▶ [REQUIRED WORK] Copy the data below word for word, from its first line through the line containing "x=852 y=364", with both of those lines included.

····················

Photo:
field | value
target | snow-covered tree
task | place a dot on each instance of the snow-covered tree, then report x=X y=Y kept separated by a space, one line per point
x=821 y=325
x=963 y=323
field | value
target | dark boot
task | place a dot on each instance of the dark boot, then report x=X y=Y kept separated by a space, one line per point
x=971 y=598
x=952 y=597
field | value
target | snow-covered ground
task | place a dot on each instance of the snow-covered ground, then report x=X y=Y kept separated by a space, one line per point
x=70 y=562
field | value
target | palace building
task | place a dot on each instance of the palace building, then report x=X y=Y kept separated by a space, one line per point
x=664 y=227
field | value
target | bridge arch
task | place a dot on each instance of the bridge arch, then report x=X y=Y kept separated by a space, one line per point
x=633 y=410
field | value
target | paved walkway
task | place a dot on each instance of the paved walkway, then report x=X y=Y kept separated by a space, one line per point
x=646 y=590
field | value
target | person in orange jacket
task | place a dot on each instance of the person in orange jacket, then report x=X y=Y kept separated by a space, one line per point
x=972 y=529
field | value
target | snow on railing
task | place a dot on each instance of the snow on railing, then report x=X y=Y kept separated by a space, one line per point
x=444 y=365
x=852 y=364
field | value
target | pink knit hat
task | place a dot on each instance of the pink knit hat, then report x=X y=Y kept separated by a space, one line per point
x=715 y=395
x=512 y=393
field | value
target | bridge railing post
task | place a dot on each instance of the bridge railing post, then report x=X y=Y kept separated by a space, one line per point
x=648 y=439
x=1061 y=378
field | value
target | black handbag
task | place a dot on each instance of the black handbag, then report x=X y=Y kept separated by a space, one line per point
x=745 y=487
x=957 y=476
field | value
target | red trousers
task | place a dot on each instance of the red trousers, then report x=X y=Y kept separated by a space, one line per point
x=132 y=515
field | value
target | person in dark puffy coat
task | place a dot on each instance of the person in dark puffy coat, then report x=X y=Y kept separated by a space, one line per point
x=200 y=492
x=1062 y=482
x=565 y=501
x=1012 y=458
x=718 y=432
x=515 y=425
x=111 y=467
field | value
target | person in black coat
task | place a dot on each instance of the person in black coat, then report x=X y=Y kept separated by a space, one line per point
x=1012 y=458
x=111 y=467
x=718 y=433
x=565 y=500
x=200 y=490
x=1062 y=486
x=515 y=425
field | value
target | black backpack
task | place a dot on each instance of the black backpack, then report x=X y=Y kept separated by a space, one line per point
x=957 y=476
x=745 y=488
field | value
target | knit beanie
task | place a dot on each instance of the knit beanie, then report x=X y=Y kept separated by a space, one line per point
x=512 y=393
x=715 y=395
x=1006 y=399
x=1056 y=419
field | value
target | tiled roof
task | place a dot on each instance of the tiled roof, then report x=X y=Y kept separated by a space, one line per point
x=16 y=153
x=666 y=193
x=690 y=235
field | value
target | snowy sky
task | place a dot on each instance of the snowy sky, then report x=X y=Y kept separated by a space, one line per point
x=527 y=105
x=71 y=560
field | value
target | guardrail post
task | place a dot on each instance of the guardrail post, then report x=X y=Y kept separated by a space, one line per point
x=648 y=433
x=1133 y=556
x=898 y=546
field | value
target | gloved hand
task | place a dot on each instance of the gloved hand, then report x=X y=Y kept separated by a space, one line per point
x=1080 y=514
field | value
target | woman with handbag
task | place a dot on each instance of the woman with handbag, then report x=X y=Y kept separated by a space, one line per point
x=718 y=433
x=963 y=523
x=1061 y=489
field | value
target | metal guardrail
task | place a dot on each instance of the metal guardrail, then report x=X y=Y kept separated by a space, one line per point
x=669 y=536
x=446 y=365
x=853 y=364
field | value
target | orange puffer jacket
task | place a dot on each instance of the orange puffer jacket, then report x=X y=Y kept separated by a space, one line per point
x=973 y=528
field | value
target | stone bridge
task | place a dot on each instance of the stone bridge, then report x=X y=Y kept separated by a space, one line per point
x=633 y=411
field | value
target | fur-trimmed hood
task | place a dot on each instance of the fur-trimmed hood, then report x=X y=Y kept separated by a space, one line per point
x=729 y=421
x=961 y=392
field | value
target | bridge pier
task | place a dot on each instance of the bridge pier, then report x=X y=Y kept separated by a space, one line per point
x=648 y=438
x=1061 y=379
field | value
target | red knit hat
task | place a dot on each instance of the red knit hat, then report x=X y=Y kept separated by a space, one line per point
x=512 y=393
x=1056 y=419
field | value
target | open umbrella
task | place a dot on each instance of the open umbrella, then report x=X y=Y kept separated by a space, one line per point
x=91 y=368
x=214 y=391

····················

▶ [ANSWER TO THIS EXERCISE]
Photo:
field | value
target | snow-covered tree
task | place a dot on each instance of the snow-covered tree, then report x=X y=Y kept separated by a space, one line per point
x=821 y=325
x=963 y=323
field | value
target | dark boot
task | place a dot on each instance of the dark boot, then report x=X y=Y kept separated by a space, one line per point
x=971 y=598
x=952 y=597
field | value
target | snow-covered ground
task | place a dot on each instance of the snow-covered ground, then report x=X y=Y kept separated by a space, one line per point
x=70 y=562
field | value
target | palace building
task | place a dot on each instance of the palace building, then report x=X y=Y kept separated by a space, one line per point
x=664 y=227
field | value
target | bridge arch
task | place a dot on each instance of the bridge arch, then report x=X y=Y kept separated by a space, one line per point
x=633 y=410
field | value
target | paved walkway
task | place a dot on each instance of the paved walkway, then report x=X y=Y kept separated by a space, one line per point
x=646 y=590
field | value
target | person in orange jacket
task | place a dot on each instance of the person in orange jacket, then report x=X y=Y kept separated by a space, one line per point
x=972 y=529
field | value
target | snow on railing
task | place a dot on each instance of the snow on railing, then report x=X y=Y kept separated by a space, one line per point
x=444 y=365
x=852 y=364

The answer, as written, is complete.